(Natural language region descriptions)
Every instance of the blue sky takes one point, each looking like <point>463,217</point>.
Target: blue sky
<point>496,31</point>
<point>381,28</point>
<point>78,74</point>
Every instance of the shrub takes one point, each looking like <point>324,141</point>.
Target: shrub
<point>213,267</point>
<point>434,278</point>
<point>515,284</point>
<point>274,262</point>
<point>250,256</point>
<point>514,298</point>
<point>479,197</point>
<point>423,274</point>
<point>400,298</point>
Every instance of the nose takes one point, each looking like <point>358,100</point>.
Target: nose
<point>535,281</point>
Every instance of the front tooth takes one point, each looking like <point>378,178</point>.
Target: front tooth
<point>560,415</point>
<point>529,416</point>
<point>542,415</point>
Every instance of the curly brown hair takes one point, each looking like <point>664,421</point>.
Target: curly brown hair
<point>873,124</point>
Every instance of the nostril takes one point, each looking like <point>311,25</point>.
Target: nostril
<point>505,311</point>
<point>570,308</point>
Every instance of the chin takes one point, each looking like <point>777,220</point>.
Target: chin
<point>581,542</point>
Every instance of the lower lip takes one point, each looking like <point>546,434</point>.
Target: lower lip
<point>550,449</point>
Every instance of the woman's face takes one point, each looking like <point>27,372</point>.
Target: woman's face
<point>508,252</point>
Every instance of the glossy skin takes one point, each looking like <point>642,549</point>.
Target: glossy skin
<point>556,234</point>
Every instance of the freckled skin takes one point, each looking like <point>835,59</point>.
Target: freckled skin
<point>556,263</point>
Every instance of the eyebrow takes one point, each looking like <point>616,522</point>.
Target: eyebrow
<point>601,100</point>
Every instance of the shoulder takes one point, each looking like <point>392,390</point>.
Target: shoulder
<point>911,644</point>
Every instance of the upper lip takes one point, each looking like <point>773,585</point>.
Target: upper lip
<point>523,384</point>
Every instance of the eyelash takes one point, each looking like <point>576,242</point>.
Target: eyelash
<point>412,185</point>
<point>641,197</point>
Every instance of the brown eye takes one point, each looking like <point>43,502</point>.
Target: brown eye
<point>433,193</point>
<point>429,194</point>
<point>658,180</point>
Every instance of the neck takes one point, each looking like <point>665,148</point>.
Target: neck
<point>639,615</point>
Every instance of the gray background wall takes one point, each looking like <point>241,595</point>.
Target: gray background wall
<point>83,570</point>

#### WORK REQUIRED:
Starting at the line that contains "Every instance of the gray" and ending at the last line of the data, repeat each line exactly; include nothing else.

#### TASK ANSWER:
Every instance of the gray background wall takes one point, each looking like <point>241,595</point>.
Target: gray background wall
<point>83,570</point>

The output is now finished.